TASK OBJECTIVE
Swap "Tell me" for "Show me" everywhere in the lines below, keep everything else unchanged, and leave the pictures out of your answer.

⁂

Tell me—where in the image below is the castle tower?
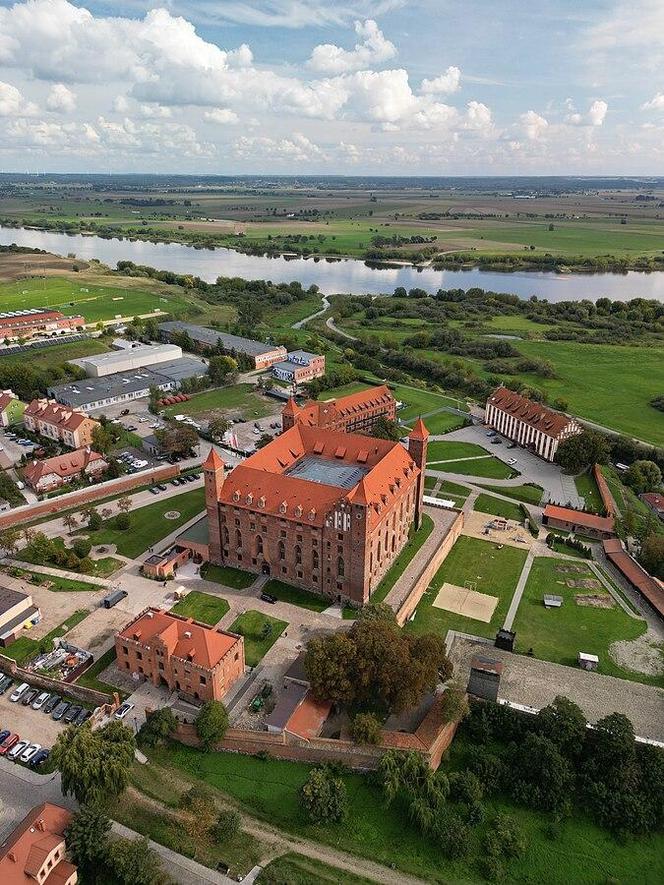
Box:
[281,397,301,430]
[203,448,224,563]
[408,418,429,529]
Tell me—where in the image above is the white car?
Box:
[115,702,135,719]
[20,744,41,762]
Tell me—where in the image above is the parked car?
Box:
[7,741,30,762]
[21,688,39,707]
[19,744,41,764]
[42,694,62,714]
[32,691,51,710]
[0,732,21,756]
[9,682,30,704]
[115,701,134,719]
[28,747,51,768]
[51,701,71,722]
[62,704,83,725]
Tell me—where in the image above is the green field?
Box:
[201,562,256,590]
[514,548,664,687]
[163,384,279,421]
[84,489,205,559]
[228,609,288,667]
[171,590,230,627]
[404,535,527,638]
[0,277,189,323]
[473,494,523,522]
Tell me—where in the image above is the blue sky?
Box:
[0,0,664,175]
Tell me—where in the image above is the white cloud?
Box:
[308,19,397,74]
[46,83,76,113]
[519,111,549,141]
[422,65,461,95]
[203,108,240,124]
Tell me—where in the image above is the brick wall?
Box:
[397,510,464,627]
[0,464,180,529]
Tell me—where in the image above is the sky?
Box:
[0,0,664,175]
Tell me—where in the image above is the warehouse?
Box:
[49,356,207,412]
[70,344,182,378]
[159,320,288,369]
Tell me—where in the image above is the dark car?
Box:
[21,688,39,707]
[74,709,92,725]
[51,701,71,722]
[42,694,62,713]
[28,747,51,768]
[62,704,83,724]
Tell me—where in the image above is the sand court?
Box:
[433,582,498,624]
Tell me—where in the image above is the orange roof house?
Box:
[0,802,78,885]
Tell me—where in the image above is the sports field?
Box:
[0,277,188,323]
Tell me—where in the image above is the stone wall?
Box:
[397,510,464,627]
[0,464,180,530]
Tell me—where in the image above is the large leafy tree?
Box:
[51,722,135,805]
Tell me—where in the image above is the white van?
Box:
[9,682,30,703]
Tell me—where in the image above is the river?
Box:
[0,226,664,301]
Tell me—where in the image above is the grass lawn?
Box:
[141,741,664,885]
[171,590,230,627]
[228,609,288,667]
[482,483,544,504]
[2,608,90,664]
[201,562,256,590]
[263,578,332,612]
[473,494,523,522]
[163,384,276,420]
[88,489,205,559]
[404,535,527,638]
[371,513,433,603]
[574,472,604,514]
[514,557,664,686]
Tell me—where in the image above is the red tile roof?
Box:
[487,387,572,439]
[544,504,615,532]
[118,608,240,670]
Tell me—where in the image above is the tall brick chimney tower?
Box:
[203,448,224,564]
[408,418,429,529]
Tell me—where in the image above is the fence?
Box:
[0,464,180,529]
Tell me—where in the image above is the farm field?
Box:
[0,277,189,323]
[514,557,664,687]
[163,384,279,420]
[404,535,527,638]
[171,590,230,627]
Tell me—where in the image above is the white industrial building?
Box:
[70,344,182,378]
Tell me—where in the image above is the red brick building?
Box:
[115,608,244,701]
[281,384,397,433]
[203,421,429,606]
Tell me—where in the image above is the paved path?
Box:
[505,547,535,630]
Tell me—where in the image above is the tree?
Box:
[371,415,402,442]
[137,707,178,747]
[51,721,135,805]
[350,713,383,744]
[639,534,664,579]
[556,430,610,473]
[108,837,166,885]
[208,356,238,386]
[65,805,111,880]
[623,461,662,495]
[300,768,348,824]
[194,701,228,750]
[208,415,231,440]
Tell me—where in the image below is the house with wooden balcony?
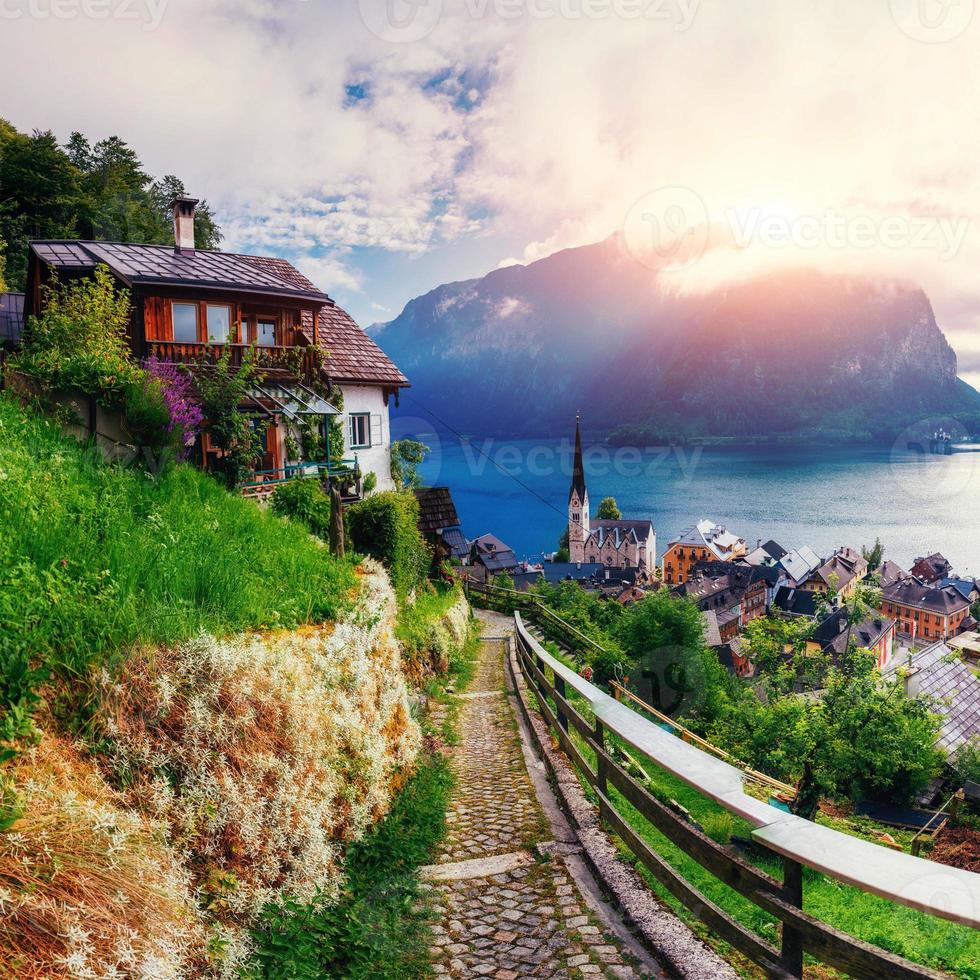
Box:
[16,198,408,494]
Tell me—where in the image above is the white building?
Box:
[317,296,408,490]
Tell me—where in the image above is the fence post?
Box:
[595,718,609,796]
[555,674,568,732]
[781,858,803,977]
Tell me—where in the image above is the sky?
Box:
[0,0,980,385]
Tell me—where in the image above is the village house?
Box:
[779,545,822,588]
[800,548,868,599]
[568,419,657,575]
[806,609,897,670]
[910,552,953,585]
[5,198,408,490]
[661,521,749,585]
[415,487,470,564]
[879,578,970,640]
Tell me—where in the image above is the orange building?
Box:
[880,578,970,640]
[660,521,749,585]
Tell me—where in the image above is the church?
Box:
[568,419,657,574]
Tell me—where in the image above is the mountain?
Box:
[370,236,980,438]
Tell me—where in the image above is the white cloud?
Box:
[0,0,980,380]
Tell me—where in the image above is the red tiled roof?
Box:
[240,255,409,388]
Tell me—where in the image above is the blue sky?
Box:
[0,0,980,383]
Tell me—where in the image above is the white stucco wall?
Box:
[340,385,395,490]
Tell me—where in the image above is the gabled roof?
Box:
[780,545,821,582]
[239,255,409,388]
[415,487,460,534]
[881,578,970,616]
[811,609,895,654]
[670,521,745,559]
[773,585,817,616]
[31,241,331,304]
[896,642,980,754]
[472,534,520,572]
[0,293,24,347]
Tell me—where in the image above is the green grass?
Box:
[253,752,453,980]
[0,397,356,734]
[540,672,980,980]
[252,590,479,980]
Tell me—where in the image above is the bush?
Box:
[347,491,432,600]
[272,477,330,541]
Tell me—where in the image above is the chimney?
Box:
[170,197,200,255]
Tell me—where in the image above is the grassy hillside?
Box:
[0,398,355,756]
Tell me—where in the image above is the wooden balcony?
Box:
[147,335,325,385]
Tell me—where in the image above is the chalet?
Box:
[470,534,520,578]
[779,545,822,588]
[742,540,788,567]
[415,487,470,563]
[911,552,953,585]
[11,198,408,490]
[886,641,980,756]
[878,561,909,588]
[800,548,868,598]
[568,419,657,574]
[661,521,749,585]
[806,609,897,670]
[879,578,970,640]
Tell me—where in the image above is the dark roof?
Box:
[762,540,788,561]
[881,578,970,615]
[415,487,460,534]
[912,551,953,582]
[471,534,520,572]
[31,241,331,303]
[589,519,653,539]
[907,643,980,753]
[0,293,24,346]
[811,609,895,654]
[439,527,470,558]
[773,585,817,616]
[240,255,409,388]
[568,419,585,500]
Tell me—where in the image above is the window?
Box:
[208,303,231,344]
[171,303,198,344]
[349,412,371,449]
[255,317,276,347]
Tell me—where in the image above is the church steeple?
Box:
[568,416,590,562]
[568,415,588,501]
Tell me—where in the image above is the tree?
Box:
[596,497,623,521]
[861,538,885,572]
[710,636,943,819]
[0,119,221,290]
[391,439,429,489]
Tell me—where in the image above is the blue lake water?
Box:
[419,433,980,575]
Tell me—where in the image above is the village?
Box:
[415,424,980,804]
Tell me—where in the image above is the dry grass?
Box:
[0,738,207,980]
[95,564,421,958]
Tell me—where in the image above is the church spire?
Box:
[568,415,586,501]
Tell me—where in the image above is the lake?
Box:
[417,433,980,576]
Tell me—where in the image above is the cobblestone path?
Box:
[424,640,649,980]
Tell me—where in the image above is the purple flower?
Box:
[143,354,204,459]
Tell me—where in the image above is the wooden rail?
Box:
[514,612,980,980]
[147,340,321,384]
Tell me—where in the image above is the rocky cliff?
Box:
[372,236,980,436]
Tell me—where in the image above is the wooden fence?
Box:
[514,612,980,980]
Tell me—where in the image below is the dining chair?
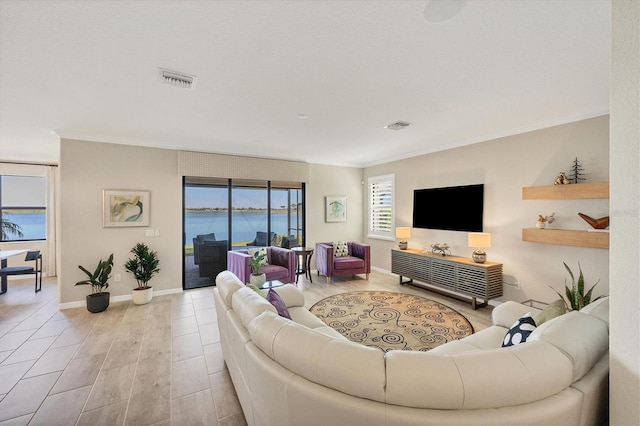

⁂

PROBLEM SOLUTION
Show me—where in the image below is the castle tower?
Box:
[281,397,301,430]
[203,448,224,563]
[408,418,429,529]
Show me—where in the image above is the white car?
Box:
[115,702,135,719]
[20,744,41,762]
Show me—where in the image above is the parked car?
Box:
[7,741,30,762]
[21,688,39,707]
[19,744,41,764]
[42,694,62,714]
[32,691,51,710]
[0,732,21,756]
[9,682,30,704]
[115,701,134,719]
[28,747,51,768]
[51,701,71,722]
[62,704,83,725]
Show me—where in the image above is the green field?
Box:
[201,562,256,590]
[514,548,664,687]
[163,384,279,421]
[84,489,205,559]
[228,609,288,667]
[171,590,230,627]
[404,535,527,638]
[0,277,189,323]
[473,494,523,522]
Show me—where in the image above is the blue sky?
Box:
[0,0,664,175]
Show me—where in the image above is the white cloud?
Box:
[308,19,397,74]
[46,83,76,113]
[519,111,549,141]
[422,65,461,95]
[203,108,240,124]
Show me—where in the image above is the brick wall?
Box:
[397,510,464,627]
[0,464,180,529]
Show me—where in the image above is the sky?
Box:
[0,0,664,175]
Show me—where in the image above is the warehouse?
Box:
[49,356,207,412]
[70,344,182,378]
[159,320,288,369]
Show me—where in the image above is the dark car?
Box:
[21,688,39,707]
[74,709,92,725]
[51,701,71,722]
[42,694,62,713]
[28,747,51,768]
[62,704,83,724]
Show me—where in the image above is the sand court?
Box:
[433,582,498,624]
Show me—where in the image above is the orange roof house?
Box:
[0,802,78,885]
Show me—where in the image above is the sports field?
Box:
[0,277,188,323]
Show me—where in the image above is the stone wall?
Box:
[397,510,464,627]
[0,464,180,530]
Show me—where in the image above is the large leafy tree?
Box:
[51,722,135,805]
Show me—where in the image above is the white van?
Box:
[9,682,30,703]
Show me—where in the image above is the river?
Box:
[0,226,664,301]
Show me—where in the image above is the grass lawn?
Box:
[141,741,664,885]
[171,590,230,627]
[228,609,288,667]
[482,483,544,504]
[2,608,90,664]
[201,562,256,590]
[263,578,332,612]
[473,494,523,522]
[163,384,276,420]
[88,489,205,559]
[404,535,527,638]
[371,513,433,603]
[574,472,604,514]
[514,557,664,686]
Show me—where in the image above is the red tile roof?
Box:
[487,387,572,439]
[544,504,615,532]
[118,608,240,670]
Show me—where in the image above is the tall brick chimney tower?
Box:
[203,448,224,564]
[408,418,429,529]
Show me—where in the image above is the fence?
Box:
[0,464,180,529]
Show me—where in the image above is the farm field?
Box:
[0,277,189,323]
[514,557,664,687]
[163,384,279,420]
[404,535,527,638]
[171,590,230,627]
Show me—where in the image above is the white industrial building?
Box:
[70,344,182,378]
Show me—where in the image above is the red brick building?
Box:
[115,608,244,701]
[281,384,397,433]
[203,421,429,606]
Show me—where in the image above is the paved path?
Box:
[505,547,535,630]
Show me—where in the image above is the tree?
Box:
[371,415,402,442]
[137,707,178,747]
[51,721,135,805]
[350,713,383,744]
[639,534,664,579]
[556,430,610,473]
[108,837,166,885]
[208,356,238,386]
[65,805,111,880]
[623,461,662,495]
[300,768,348,824]
[194,701,228,750]
[208,415,231,440]
Show me—where in the image below is the house with wooden balcony?
Box:
[16,198,408,494]
Show me—where in the image above is the white building?
Box:
[317,296,408,490]
Show me—where in the image above is the fence post?
Box:
[595,718,609,796]
[555,674,568,732]
[781,858,803,977]
Show me—where in the image above is the sky?
Box:
[0,0,980,385]
Show me—where in the image above is the village house?
Box:
[779,545,822,588]
[800,548,868,599]
[568,419,657,575]
[806,609,897,670]
[910,552,953,585]
[5,198,408,490]
[661,521,749,585]
[415,487,470,564]
[879,578,970,640]
Show me—where in the image above is the orange building?
Box:
[880,578,970,640]
[660,521,749,585]
Show me—where in the image above is the church?
Box:
[568,419,657,574]
Show me—where in the image above is the mountain?
Box:
[370,236,980,438]
Show me—where in the image above is the white cloud?
Box:
[0,0,980,380]
Show me—where in the image above is the red tiled roof?
Box:
[240,255,409,388]
Show me—where in the image above is the blue sky?
Box:
[0,0,980,383]
Show me—where in the image above is the white stucco wall?
Box:
[340,385,395,490]
Show me—where in the image above is the gabled roof?
Box:
[780,545,821,582]
[239,255,409,388]
[415,487,460,534]
[881,578,970,616]
[811,609,895,654]
[670,521,745,559]
[773,585,817,616]
[31,241,331,304]
[896,642,980,754]
[472,534,520,572]
[0,293,24,347]
Show me—where in the image above is the green grass?
Box:
[253,752,453,980]
[0,397,356,734]
[540,672,980,980]
[252,590,479,980]
Show me—where in the image above is the bush?
Box:
[347,491,432,600]
[272,477,330,541]
Show me—where in the image above is the chimney?
Box:
[170,197,200,255]
Show me—where in the image above is the grassy hillside?
Box:
[0,398,355,756]
Show me—where in the image above is the wooden balcony?
Box:
[147,335,325,385]
Show me—where in the image above is the chalet?
Box:
[470,534,520,578]
[779,545,822,588]
[742,540,788,567]
[415,487,470,563]
[911,552,953,585]
[11,198,408,490]
[886,641,980,756]
[878,561,909,588]
[800,548,868,598]
[568,419,657,574]
[661,521,749,585]
[806,609,897,670]
[879,578,970,640]
Show me—where in the image above is the dark roof?
Box:
[762,540,788,561]
[881,578,970,615]
[415,487,460,534]
[912,551,953,582]
[471,534,520,572]
[31,241,331,303]
[589,519,653,539]
[907,643,980,753]
[0,293,24,346]
[811,609,895,654]
[439,527,470,558]
[773,585,817,616]
[240,255,409,388]
[568,419,585,500]
Show me—where in the image above is the window?
Box:
[208,303,231,344]
[171,303,198,344]
[349,412,371,449]
[255,317,276,347]
Show me—where in the image above is the church steeple?
Box:
[568,416,590,562]
[568,415,588,501]
Show me—where in the image above is the tree?
Box:
[596,497,623,521]
[861,538,885,572]
[710,636,943,819]
[0,119,221,290]
[391,439,429,489]
Show me—where in the image above is the blue lake water?
Box:
[419,433,980,575]
Show me—where in the image above is the village?
Box:
[415,424,980,804]
Show me—where in the image above is the dry grass?
Box:
[0,738,207,980]
[95,564,421,958]
Show me—where in the image above is the church spire?
Box:
[568,415,586,501]
Show me—where in the image above is the lake?
Box:
[417,433,980,576]
Show me—where in the image above is the cobblestone path?
Box:
[424,640,649,980]
Show me—where in the image above is the purple flower?
Box:
[143,354,204,459]
Show me—where in the image above is the wooden rail?
Box:
[514,612,980,980]
[147,340,321,384]
Show me—where in the image above is the rocky cliff?
Box:
[372,236,980,436]
Show me—where in the image above is the wooden fence?
Box:
[514,612,980,980]
Show me—where in the image below is the dining chair?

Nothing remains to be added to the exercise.